* **Selected text**
::::::

Fwd: [tahoe-dev] pycryptopp vs ARM

Zooko Wilcox-O'Hearn Wed, 03 Jun 2009 09:03:06 -0700

Begin forwarded message:

> From: Brian Warner <[email protected]>
> Date: June 3, 2009 5:22:23 AM MDT
> To: [email protected]
> Subject: [tahoe-dev] pycryptopp vs ARM
> Reply-To: [email protected]
>
>
> I did some digging into the mysterious pycrypto++ corruption  
> failures on
> Zandr's ARM-based linkstation. The executive summary: crypto+ 
> +-5.5.2 is
> broken, 5.6.0 probably fixes it, the problem won't appear on x86 or  
> most
> other processors, there's a workaround but it's too ugly to  
> contemplate.
>
>
> == The problem with crypto++-5.5.2 and ARM ==
>
> The main workhorse of AES-CTR_Mode is in strcipr.cpp,
> AdditiveCipherTemplate<S>::ProcessData. This is responsible for  
> each call to
> AES.ProcessData(), which means it is effectively generating a  
> stream cipher
> that looks like:
>
>  16 bytes of AES.encode(00000) ("00000" means 128 bits of zeros)
>  16 bytes of AES.encode(00001) (127 bits of zeros and a single  
> "one" bit)
>  16 bytes of AES.encode(00002)
>  etc..
>
> and XORing that stream cipher with the input data to produce the  
> output data.
> Each call to ProcessData() can involve an arbitrary amount of data,  
> but
> always works with adjacent spans of the stream, so it is  
> responsible for
> keeping track of how many bytes have been processed already: an  
> offset from
> the beginning of the stream.

::::::

* **Dataset excerpts**

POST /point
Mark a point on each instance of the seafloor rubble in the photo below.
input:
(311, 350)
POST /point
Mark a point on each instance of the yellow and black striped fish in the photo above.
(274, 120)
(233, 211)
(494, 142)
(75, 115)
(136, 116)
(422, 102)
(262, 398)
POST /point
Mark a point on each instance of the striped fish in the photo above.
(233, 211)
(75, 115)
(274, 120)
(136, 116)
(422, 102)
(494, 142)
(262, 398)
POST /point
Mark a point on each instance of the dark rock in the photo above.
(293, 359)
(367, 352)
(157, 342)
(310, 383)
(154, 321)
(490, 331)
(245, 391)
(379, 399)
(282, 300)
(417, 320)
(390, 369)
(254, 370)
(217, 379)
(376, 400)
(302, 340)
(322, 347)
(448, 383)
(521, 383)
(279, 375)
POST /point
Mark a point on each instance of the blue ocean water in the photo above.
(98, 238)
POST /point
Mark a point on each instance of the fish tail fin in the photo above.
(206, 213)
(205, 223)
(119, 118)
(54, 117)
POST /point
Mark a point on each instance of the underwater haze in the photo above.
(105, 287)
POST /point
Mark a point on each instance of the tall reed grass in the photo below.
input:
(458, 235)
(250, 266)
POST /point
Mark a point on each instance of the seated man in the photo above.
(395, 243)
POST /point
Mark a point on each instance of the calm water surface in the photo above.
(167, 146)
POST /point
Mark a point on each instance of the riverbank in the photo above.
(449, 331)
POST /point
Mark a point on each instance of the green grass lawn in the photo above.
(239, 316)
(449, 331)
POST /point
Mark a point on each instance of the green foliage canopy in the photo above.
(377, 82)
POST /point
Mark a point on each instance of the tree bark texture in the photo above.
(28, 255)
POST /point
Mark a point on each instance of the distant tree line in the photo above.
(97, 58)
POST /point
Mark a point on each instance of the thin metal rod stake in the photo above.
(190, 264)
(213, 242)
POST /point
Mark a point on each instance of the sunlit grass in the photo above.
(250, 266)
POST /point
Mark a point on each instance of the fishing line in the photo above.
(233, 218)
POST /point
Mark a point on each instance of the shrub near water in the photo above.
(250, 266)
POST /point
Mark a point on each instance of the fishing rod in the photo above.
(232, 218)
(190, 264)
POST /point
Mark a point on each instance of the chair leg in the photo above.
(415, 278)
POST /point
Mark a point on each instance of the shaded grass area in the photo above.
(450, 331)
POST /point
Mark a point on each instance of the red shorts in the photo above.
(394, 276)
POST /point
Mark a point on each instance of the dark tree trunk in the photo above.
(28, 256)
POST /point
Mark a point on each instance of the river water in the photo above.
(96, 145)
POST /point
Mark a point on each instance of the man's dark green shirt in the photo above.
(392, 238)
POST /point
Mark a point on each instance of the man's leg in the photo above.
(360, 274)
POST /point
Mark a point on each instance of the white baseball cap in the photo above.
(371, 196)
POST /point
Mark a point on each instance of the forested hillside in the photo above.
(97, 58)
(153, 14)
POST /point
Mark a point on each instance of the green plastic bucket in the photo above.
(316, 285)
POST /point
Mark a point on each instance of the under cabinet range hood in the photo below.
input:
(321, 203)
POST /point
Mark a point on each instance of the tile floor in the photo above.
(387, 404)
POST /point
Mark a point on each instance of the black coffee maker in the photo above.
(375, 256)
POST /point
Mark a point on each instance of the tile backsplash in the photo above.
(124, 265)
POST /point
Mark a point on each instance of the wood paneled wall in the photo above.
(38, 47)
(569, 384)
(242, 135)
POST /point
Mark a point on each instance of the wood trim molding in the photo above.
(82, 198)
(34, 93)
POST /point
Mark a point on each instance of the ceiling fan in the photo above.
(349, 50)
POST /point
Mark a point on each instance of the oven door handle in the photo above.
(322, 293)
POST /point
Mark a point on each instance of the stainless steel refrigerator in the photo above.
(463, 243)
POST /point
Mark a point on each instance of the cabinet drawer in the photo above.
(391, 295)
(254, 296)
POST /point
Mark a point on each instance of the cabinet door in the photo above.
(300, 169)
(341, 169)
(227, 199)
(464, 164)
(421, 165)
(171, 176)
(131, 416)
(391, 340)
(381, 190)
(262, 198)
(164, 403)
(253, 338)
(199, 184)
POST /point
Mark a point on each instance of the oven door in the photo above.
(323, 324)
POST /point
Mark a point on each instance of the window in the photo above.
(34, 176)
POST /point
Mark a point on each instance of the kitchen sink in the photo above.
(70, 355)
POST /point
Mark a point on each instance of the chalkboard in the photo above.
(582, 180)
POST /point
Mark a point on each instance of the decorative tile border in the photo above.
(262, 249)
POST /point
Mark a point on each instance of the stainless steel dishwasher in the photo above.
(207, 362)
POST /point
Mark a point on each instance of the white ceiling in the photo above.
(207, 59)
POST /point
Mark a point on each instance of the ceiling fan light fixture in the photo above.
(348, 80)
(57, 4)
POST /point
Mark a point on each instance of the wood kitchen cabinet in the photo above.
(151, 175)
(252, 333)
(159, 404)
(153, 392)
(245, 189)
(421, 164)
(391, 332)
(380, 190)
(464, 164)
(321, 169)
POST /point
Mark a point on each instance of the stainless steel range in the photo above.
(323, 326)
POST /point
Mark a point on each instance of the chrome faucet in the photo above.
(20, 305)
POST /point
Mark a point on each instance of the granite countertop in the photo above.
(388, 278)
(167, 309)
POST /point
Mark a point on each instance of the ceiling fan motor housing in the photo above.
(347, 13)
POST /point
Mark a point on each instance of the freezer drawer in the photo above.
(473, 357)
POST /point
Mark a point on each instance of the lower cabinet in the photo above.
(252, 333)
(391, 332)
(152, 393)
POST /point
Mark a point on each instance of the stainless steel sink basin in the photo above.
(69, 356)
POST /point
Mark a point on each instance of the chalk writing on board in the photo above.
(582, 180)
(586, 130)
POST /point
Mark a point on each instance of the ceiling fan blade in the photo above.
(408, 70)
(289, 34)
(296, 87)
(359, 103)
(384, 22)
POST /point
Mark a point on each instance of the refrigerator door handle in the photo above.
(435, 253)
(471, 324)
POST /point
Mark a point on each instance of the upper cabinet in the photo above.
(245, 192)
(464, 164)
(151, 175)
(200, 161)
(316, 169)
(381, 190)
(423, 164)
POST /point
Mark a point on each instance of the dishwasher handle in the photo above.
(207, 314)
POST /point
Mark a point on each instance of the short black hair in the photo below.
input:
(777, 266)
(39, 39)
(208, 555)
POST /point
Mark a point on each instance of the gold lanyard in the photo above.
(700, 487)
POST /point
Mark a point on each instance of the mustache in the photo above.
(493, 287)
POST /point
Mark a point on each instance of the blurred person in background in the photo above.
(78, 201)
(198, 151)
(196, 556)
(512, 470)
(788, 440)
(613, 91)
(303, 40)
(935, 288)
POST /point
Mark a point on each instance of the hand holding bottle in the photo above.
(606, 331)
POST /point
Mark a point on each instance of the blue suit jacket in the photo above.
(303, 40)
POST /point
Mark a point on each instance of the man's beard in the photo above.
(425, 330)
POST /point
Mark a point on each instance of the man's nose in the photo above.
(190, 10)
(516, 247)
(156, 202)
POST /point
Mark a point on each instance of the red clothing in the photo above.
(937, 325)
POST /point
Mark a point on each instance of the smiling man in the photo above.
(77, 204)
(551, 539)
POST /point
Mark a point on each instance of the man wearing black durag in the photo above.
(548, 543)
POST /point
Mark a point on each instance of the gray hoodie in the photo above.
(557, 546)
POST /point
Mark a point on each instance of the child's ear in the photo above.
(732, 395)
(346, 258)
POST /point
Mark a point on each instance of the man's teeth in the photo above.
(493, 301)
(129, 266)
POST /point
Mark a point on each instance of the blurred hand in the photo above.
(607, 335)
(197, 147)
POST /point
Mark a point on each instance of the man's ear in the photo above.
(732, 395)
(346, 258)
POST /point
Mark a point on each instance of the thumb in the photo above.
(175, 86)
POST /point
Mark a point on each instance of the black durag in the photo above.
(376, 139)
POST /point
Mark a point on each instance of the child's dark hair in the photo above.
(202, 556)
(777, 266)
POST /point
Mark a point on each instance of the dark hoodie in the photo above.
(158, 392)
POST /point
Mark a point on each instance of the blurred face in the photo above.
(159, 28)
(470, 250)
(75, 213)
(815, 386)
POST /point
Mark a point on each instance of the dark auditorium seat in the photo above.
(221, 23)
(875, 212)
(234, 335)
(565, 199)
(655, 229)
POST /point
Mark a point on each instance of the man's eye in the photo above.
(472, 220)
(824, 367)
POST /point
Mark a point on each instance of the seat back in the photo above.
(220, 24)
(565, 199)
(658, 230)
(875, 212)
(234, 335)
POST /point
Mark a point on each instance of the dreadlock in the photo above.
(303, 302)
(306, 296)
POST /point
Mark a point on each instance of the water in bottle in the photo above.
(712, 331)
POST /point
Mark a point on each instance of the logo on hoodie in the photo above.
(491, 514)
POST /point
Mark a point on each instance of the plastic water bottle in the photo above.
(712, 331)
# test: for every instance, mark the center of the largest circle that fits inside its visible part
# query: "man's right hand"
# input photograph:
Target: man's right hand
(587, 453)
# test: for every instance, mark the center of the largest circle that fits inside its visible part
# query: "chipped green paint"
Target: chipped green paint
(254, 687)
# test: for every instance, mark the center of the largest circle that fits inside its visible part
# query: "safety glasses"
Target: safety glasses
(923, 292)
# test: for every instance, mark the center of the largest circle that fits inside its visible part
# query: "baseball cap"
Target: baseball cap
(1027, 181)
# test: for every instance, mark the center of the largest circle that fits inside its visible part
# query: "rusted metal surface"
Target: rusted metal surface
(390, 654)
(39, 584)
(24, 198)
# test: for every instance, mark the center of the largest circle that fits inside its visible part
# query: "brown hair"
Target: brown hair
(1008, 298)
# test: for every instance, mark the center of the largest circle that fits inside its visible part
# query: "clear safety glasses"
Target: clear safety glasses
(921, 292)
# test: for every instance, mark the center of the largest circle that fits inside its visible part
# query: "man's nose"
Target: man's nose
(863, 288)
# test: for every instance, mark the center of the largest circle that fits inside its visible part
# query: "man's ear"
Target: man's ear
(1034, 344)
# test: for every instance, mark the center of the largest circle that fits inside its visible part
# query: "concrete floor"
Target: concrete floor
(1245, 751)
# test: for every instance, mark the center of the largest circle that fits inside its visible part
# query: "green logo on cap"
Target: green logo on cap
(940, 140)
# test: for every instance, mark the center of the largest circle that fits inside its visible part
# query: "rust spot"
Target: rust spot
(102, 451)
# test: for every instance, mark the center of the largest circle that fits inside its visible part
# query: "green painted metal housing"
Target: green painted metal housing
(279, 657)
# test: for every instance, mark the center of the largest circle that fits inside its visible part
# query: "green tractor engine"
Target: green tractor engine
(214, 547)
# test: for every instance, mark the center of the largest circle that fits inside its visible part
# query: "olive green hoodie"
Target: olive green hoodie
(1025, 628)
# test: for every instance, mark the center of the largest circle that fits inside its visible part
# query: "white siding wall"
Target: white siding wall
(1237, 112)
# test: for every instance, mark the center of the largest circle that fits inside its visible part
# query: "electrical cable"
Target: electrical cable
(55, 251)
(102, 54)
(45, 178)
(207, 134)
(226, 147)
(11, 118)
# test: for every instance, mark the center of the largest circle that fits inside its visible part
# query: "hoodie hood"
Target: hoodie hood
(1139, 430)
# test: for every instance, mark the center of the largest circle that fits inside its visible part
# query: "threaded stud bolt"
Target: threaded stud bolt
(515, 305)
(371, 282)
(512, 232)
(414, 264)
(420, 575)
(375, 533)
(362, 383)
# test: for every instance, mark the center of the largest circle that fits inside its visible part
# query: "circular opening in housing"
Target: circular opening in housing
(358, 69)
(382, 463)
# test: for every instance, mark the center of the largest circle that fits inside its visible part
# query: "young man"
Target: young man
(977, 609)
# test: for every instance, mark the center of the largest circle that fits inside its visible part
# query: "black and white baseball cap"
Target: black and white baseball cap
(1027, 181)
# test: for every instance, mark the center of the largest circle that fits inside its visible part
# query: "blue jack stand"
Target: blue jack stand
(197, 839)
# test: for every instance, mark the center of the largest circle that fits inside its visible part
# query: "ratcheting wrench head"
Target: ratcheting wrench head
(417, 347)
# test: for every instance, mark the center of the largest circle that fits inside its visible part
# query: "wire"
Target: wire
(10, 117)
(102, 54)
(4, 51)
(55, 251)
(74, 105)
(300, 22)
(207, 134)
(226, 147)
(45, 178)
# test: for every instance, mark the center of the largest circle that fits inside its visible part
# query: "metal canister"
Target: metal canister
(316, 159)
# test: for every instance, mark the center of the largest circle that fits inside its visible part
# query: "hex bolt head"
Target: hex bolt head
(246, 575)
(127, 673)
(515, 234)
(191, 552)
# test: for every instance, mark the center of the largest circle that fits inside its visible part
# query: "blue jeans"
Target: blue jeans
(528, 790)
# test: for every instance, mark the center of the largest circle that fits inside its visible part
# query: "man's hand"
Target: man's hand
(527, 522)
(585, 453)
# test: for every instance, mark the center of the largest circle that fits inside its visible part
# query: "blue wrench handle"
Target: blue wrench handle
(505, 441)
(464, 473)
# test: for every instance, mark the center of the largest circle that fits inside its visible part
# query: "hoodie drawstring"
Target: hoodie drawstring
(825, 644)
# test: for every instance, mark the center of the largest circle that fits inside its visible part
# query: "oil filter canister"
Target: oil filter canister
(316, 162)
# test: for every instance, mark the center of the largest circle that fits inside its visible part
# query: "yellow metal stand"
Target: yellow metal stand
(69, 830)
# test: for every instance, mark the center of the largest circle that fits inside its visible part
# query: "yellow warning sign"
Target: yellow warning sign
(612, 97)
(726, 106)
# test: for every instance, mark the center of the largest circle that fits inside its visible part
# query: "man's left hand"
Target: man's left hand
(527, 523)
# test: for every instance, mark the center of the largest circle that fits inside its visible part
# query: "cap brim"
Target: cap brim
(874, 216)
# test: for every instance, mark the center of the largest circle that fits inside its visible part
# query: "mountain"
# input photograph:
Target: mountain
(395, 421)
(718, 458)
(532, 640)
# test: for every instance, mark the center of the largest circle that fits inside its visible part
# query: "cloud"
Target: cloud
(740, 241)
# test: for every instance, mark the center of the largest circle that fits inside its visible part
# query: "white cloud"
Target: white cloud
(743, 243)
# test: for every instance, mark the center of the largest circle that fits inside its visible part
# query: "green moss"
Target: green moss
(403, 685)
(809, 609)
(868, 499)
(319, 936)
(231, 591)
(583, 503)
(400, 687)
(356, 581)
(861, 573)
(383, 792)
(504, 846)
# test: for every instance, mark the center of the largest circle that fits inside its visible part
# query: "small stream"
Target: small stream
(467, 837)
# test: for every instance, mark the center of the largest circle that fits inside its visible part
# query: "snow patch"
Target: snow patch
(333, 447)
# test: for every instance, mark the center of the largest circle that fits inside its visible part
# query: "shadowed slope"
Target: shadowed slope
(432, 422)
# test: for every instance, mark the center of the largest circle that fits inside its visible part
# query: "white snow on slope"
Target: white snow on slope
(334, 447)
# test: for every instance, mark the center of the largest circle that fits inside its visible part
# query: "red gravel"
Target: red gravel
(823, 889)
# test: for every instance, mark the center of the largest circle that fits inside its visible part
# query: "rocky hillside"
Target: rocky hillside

::::::

* **Task set**
#1 List the header field names that appear in the forwarded message inside the message about pycryptopp on ARM.
#2 Carry on the message about pycryptopp on ARM from its last sentence, writing the next few sentences in the same technical voice.

* **Expected outputs**
#1 From, Date, To, Subject, Reply-To

#2
>
> It remembers this offset in two pieces. The high-order piece is the  
> number of
> 16-byte blocks which have been encoded, stored in "m_counterArray",  
> as a
> 128-bit/16-byte number (remember that we're using AES here, so the  
> keysize
> can be either 128-bits or 256-bits, but the blocksize is always
> 128-bits/16-bytes).
>
> The low-order piece is stored backwards in "m_leftOver": upon entry to
> ProcessData, if we're sitting at offset=0,16,32, then m_leftOver=0,  
> but if
> we're sitting at offset=1,17,33 then m_leftOver=15, and if we're at
> offset=15,31,47 then m_leftOver=1.
>
> The AES object has a buffer named "m_buffer" which is used to hold the
> leftover stream cipher blocks between calls to ProcessData. It  
> always holds
> exactly 16 bytes, and always updates these bytes as a unit. m_buffer 
> [0] holds
> the stream byte that corresponds to offset=0,16,32 . m_buffer[1]  
> holds the
> byte that is used for offset=1,17,33.
>
> m_leftOver then tells you which of the right-most bytes in m_buffer 
> [] are
> waiting to be used. If m_leftOver=3, then m_buffer[13..15] are  
> waiting to be
> XORed to provide offset=13..15, or offset=29..31 .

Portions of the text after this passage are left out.